> [要做的事]:
A. 这篇Yolov5推理文章里,为什么要把output设在5D reshape之前?
B. 把这篇Yolov5推理文章从“git clone https://github.com/ultralytics/yolov5”到“到5D reshape之前。”的部分原样照抄下来。
C. 接着这篇Yolov5推理文章的最后一句往下写。

> [引用段落]:
----------
Yolo系列模型在业界有着广泛的应用,这里简单介绍下如何用SNPE在HTP上做Yolov5的推理。
本文包含一下几个部分:
- Yolo5模型保存成ONNX
- ONNX转成DLC,用手机CPU/GPU推理模型
- 量化模型,用手机HTP推理模型
1. Yolo5模型保存成ONNX
本文直接按照 https://github.com/ultralytics/yolov5/issues/251给出的方法得到onnx模型。
git clone https://github.com/ultralytics/yolov5 # clone
cd yolov5
pip install -r requirements.txt # install
以yolov5s为例
/local/mnt/workspace2/tutor/yolo5/frozen_model
╰─ python path/to/export.py --weights yolov5s.pt --include torchscript onnx
得到yolov5s.onnx
/local/mnt/workspace2/tutor/yolo5/frozen_model
╰─ ls -al
-rwxr--r-- 1 zwenhao users 29335097 Mar 7 11:08 yolov5s.onnx
-rwxr--r-- 1 zwenhao users 14808437 Mar 7 11:08 yolov5s.pt
-rwxr--r-- 1 zwenhao users 29379661 Mar 7 11:08 yolov5s.torchscript
2. ONNX转成DLC
由于SNPE目前不支持5D的tensor,所以我们需要设置output到5D reshape之前。
----------
> [摘录数据]:
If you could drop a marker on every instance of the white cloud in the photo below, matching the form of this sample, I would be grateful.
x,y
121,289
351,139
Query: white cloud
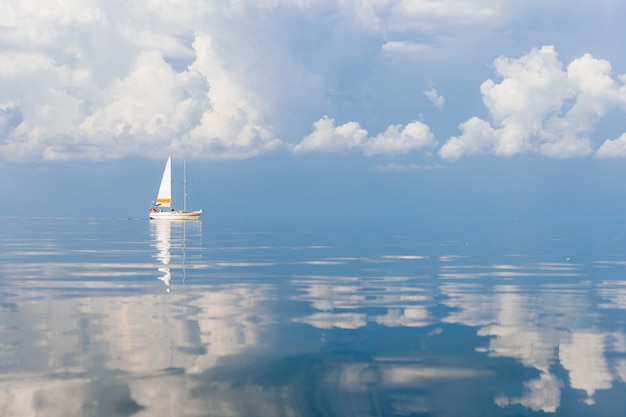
x,y
540,107
401,140
434,97
327,137
613,148
96,79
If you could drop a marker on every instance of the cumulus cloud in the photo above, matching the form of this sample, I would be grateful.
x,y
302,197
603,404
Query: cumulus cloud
x,y
94,79
540,107
397,139
327,137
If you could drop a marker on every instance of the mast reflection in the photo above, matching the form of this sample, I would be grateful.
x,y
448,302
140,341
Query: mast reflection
x,y
170,241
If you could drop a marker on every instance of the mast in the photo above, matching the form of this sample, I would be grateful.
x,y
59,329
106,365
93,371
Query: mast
x,y
184,185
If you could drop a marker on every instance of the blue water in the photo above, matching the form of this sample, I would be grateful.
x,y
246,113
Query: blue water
x,y
121,317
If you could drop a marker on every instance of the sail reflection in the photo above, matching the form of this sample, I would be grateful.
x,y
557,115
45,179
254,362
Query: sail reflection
x,y
251,327
172,235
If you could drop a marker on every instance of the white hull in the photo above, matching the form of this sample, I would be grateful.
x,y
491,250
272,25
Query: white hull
x,y
175,215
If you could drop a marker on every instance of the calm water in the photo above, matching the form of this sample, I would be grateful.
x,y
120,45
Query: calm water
x,y
143,318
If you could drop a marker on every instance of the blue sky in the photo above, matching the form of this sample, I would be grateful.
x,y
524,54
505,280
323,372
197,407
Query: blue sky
x,y
351,109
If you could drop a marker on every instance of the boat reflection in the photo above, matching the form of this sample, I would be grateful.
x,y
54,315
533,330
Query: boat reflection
x,y
272,330
172,235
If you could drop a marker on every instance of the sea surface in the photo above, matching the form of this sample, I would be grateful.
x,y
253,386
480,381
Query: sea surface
x,y
132,317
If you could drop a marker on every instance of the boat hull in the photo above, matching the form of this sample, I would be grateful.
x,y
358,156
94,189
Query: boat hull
x,y
175,215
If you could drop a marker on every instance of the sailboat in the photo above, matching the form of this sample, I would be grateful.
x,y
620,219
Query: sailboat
x,y
162,207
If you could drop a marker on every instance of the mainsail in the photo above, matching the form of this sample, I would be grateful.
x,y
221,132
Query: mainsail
x,y
164,198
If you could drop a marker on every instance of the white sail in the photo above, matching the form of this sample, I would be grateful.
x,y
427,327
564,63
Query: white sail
x,y
164,198
163,208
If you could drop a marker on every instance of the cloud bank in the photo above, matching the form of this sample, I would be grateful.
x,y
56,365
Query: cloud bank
x,y
541,107
89,79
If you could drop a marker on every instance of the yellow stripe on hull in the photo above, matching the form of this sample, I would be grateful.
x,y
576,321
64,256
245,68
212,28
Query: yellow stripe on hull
x,y
175,215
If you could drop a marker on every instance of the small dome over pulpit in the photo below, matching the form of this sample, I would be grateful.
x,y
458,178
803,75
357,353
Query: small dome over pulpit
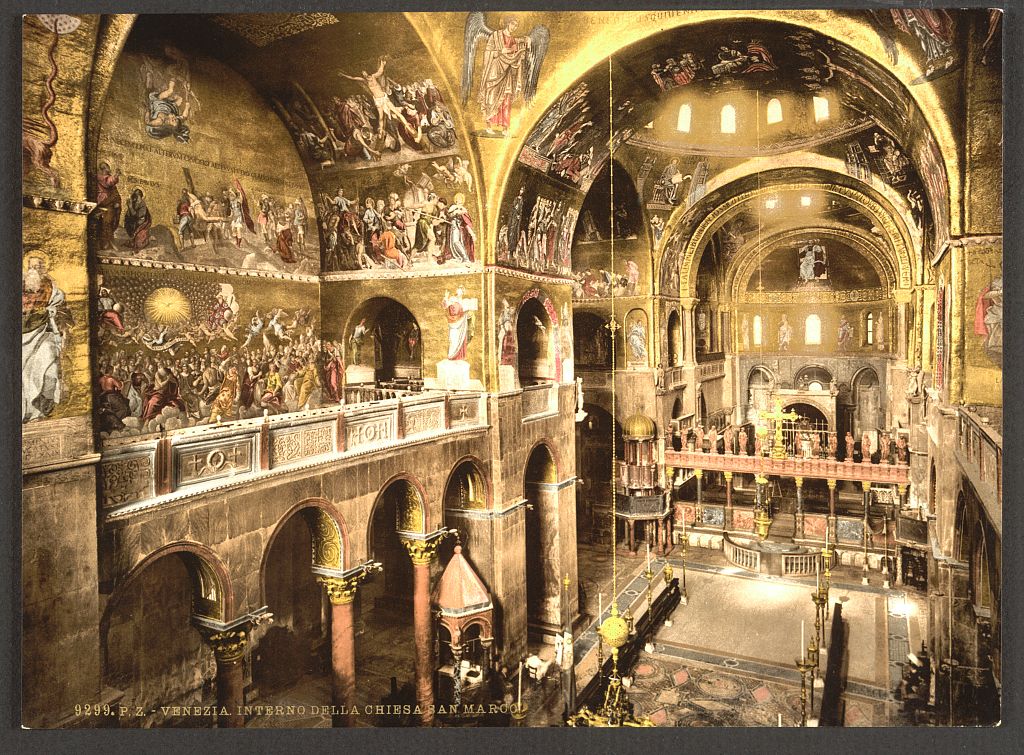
x,y
465,617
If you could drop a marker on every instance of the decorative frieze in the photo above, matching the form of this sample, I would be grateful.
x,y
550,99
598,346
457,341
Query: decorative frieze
x,y
370,430
429,419
196,463
289,445
127,479
464,411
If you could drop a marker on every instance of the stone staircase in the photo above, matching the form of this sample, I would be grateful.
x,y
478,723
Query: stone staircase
x,y
783,527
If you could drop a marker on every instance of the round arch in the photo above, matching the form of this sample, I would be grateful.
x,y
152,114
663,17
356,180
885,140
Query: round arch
x,y
542,464
388,345
532,340
749,256
690,252
814,373
328,531
213,595
468,486
412,509
905,77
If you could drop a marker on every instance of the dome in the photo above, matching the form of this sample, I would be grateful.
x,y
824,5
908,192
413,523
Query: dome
x,y
639,425
460,590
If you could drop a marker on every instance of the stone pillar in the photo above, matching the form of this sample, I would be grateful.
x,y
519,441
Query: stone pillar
x,y
832,500
699,507
228,648
422,552
867,505
800,506
341,592
728,501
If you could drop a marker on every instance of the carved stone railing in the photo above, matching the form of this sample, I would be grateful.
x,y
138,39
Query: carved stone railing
x,y
675,376
793,467
540,400
737,555
710,359
136,473
800,564
979,451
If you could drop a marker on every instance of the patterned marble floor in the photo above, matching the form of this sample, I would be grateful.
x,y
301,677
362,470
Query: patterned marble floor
x,y
677,691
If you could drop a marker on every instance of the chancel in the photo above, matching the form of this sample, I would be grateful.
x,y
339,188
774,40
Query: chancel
x,y
485,369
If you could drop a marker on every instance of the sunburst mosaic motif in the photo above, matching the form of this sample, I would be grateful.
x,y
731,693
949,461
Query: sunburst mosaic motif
x,y
167,306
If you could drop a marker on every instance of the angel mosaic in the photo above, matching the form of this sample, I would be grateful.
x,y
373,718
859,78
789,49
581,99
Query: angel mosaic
x,y
170,99
511,67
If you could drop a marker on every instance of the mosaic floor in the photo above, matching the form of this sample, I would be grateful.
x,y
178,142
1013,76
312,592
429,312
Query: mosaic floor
x,y
677,691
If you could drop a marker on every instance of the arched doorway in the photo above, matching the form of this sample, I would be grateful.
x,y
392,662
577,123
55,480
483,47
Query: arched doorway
x,y
383,345
466,491
675,339
535,334
813,377
810,416
150,646
543,546
867,400
386,667
592,341
296,644
759,386
593,437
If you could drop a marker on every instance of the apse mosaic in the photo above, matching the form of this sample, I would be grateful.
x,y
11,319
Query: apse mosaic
----------
> [参考答案]:
A. 因为SNPE目前不支持5D的tensor。

B.
git clone https://github.com/ultralytics/yolov5 # clone
cd yolov5
pip install -r requirements.txt # install
以yolov5s为例
/local/mnt/workspace2/tutor/yolo5/frozen_model
╰─ python path/to/export.py --weights yolov5s.pt --include torchscript onnx
得到yolov5s.onnx
/local/mnt/workspace2/tutor/yolo5/frozen_model
╰─ ls -al
-rwxr--r-- 1 zwenhao users 29335097 Mar 7 11:08 yolov5s.onnx
-rwxr--r-- 1 zwenhao users 14808437 Mar 7 11:08 yolov5s.pt
-rwxr--r-- 1 zwenhao users 29379661 Mar 7 11:08 yolov5s.torchscript
2. ONNX转成DLC
由于SNPE目前不支持5D的tensor,所以我们需要设置output到5D reshape之前。

C.
5D reshape之后的算子和后处理需要在SNPE之外来实现和处理了。
snpe-onnx-to-dlc -i yolov5s.onnx --out_node 384 --out_node 442 --out_node 326
# 得到 onnx.dlc
ls -al
-rw-r--r-- 1 zwenhao users 29024606 Mar 17 14:41 yolov5s.dlc
3. SNPE-CPU/GPU 推理
将SNPE对应的库推送到手机的/data/local/tmp/snpe_net_run/snpe/
adb push /opt/snpe/lib/aarch64-android-clang6.0/. /data/local/tmp/snpe_net_run/snpe/
adb push /opt/snpe/lib/dsp/. /data/local/tmp/snpe_net_run/snpe/
adb push /opt/snpe/bin/aarch64-android-clang6.0/snpe-net-run /data/local/tmp/snpe_net_run/snpe/
这里简单随机生成了一张INPUT_images_00000001.raw,用于测试。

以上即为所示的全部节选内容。